▸ **Aim of the task**:
Copy all lines in the data that contain the string "marker".

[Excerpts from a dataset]
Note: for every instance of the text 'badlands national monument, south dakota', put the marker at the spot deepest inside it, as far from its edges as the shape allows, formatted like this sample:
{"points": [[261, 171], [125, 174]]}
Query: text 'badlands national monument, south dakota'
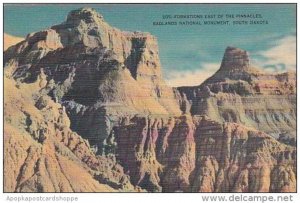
{"points": [[195, 98]]}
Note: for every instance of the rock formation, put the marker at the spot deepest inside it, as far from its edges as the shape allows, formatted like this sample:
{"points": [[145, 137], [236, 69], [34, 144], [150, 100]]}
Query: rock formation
{"points": [[85, 98]]}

▸ **Solution to the exercise**:
Note: for every instance of the text 'badlands national monument, south dakota', put the marker at the spot deepest inside it, as far from its edges as the shape allows, formatted like this sample:
Note: for every instance of the rock formation, put the marker at the spot deepest inside it, as far from its edges as the shape allows, formatted like this sample:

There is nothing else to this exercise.